◆ Task statement ◆
Please pick out each line of the material below that contains the string "sticker". Letter case counts.

◆ Recorded information ◆
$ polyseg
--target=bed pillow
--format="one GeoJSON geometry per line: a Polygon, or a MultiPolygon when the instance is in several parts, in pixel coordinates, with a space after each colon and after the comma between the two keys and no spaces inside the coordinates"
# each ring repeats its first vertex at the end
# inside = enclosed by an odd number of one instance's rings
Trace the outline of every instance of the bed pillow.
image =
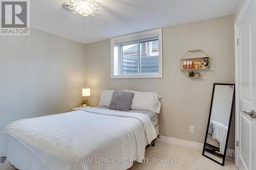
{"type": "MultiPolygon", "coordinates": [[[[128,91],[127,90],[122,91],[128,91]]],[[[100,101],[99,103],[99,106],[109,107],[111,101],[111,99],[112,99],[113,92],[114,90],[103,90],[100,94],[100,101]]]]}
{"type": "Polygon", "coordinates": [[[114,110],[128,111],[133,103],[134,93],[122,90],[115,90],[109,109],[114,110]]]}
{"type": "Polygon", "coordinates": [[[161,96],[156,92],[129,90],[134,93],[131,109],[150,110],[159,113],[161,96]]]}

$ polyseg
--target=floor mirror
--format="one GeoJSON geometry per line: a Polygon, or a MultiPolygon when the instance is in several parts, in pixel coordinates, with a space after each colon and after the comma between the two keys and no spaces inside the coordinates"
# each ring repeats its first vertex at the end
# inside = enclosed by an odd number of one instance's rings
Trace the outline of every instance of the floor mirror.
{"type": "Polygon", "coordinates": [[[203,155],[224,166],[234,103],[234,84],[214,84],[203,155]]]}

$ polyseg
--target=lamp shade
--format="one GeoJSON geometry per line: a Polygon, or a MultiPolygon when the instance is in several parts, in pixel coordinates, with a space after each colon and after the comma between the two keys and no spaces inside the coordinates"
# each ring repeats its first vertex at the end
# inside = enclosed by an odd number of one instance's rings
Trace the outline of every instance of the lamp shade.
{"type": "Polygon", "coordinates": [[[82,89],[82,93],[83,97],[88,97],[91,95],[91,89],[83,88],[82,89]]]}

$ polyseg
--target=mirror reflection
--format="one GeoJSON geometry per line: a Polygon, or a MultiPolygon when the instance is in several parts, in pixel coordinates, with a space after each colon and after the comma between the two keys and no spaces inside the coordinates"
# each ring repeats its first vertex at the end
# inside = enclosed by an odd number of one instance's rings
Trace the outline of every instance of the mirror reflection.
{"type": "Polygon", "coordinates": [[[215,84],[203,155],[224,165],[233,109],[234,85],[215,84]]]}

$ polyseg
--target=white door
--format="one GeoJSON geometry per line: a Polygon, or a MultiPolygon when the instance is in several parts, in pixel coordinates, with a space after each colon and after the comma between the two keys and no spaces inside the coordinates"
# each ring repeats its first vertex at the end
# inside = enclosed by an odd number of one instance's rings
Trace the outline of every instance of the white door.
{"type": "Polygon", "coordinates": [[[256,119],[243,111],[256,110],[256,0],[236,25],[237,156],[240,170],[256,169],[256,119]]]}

* * *

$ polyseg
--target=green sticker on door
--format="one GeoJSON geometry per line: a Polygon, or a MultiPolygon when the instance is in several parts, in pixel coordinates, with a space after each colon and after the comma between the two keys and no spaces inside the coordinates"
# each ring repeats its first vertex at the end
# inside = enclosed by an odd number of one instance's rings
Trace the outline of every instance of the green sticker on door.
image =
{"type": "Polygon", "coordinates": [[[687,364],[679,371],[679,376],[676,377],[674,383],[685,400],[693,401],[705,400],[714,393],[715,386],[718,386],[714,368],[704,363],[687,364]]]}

◆ Response to this exercise ◆
--target=green sticker on door
Trace the outline of every instance of the green sticker on door.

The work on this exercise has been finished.